**TASK:**
Copy word for word the part of the listing below that opens with the line containing "Where can you see the bee's wing" and continues through the end of the listing, leaving the pictures out of your answer.

════

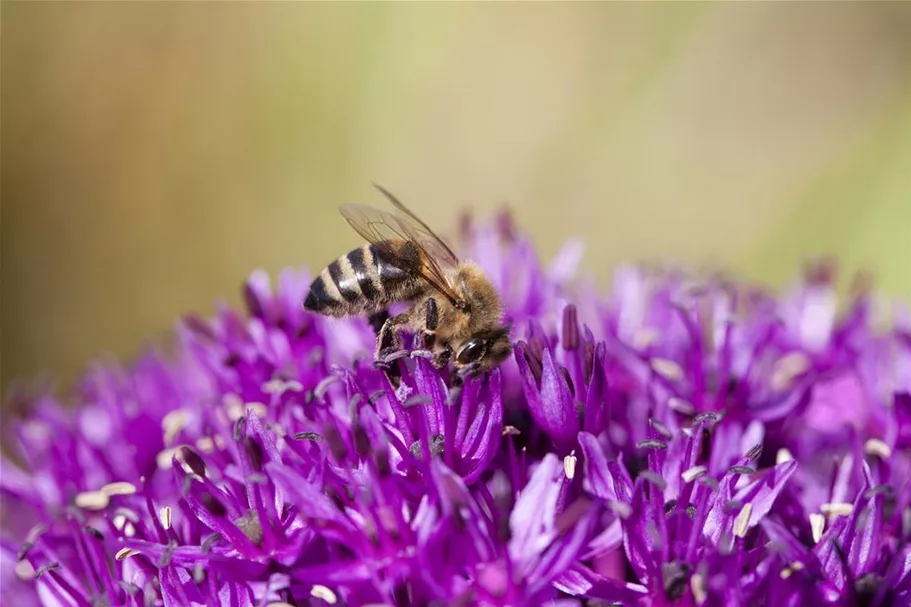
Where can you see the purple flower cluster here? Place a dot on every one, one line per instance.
(685, 441)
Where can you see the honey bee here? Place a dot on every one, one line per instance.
(455, 308)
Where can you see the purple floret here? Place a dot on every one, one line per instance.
(683, 440)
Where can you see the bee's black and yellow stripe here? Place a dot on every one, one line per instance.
(361, 282)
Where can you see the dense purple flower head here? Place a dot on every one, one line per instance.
(683, 440)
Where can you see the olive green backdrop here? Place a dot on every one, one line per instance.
(153, 154)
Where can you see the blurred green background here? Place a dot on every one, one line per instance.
(153, 154)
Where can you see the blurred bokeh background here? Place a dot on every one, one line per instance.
(153, 154)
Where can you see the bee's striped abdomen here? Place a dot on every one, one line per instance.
(360, 282)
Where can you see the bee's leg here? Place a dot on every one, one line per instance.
(431, 322)
(388, 339)
(441, 355)
(377, 320)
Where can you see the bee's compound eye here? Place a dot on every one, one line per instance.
(470, 352)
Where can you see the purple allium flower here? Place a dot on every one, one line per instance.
(684, 440)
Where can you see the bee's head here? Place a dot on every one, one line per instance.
(484, 351)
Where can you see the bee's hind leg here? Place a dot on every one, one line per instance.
(377, 320)
(389, 348)
(388, 340)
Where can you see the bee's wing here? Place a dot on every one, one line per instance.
(381, 229)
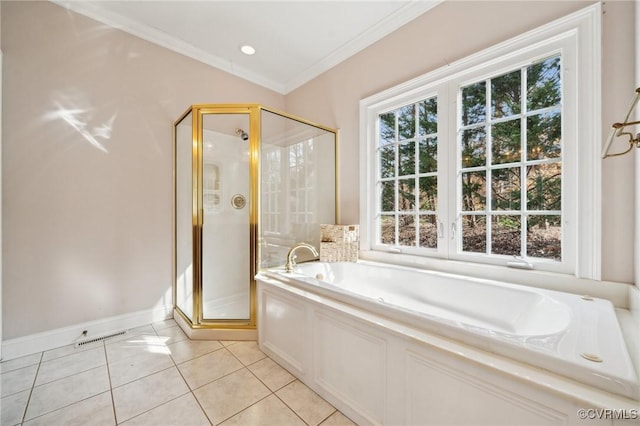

════

**PROBLEM SOLUTION:**
Where can you see the bee's wing here? Place a dot on every one, one line per instance.
(381, 229)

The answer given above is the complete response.